> WHAT IS REQUIRED:
Scan the records below for the string "planner" and return every line where it appears.

> RECORDS FOR THE TASK:

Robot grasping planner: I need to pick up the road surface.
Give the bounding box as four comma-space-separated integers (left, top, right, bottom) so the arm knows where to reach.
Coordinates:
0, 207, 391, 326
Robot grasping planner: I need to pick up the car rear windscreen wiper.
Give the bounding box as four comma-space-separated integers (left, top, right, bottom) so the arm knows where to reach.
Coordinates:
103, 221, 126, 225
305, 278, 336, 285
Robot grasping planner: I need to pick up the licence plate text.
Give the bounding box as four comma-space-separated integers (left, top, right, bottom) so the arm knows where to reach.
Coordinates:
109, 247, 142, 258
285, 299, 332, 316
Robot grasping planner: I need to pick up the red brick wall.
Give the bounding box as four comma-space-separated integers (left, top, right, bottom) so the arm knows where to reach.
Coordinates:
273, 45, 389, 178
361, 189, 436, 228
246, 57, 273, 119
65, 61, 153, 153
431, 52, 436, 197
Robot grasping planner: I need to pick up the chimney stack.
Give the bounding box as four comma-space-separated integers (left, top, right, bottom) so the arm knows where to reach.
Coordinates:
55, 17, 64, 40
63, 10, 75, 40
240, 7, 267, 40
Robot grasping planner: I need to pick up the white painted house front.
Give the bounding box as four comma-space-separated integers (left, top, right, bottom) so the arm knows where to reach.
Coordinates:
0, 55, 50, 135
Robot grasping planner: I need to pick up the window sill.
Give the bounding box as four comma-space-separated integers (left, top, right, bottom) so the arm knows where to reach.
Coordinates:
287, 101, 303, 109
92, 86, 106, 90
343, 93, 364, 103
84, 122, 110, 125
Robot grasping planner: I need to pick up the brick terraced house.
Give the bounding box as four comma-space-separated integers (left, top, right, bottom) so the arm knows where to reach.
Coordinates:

> RESPONSE:
Robot grasping planner: I need to pick up the road surface.
Robot grasping planner: I need to pick up the car rear windscreen wiper.
Robot grasping planner: I need to pick up the licence plate text.
Robot grasping planner: I need to pick up the red brick wall.
Robot grasping planner: I need to pick up the chimney stack.
Robot grasping planner: I need to pick up the white painted house front.
Robot grasping planner: I need to pick up the window sill.
Robot grasping planner: I need to pick up the brick terraced house.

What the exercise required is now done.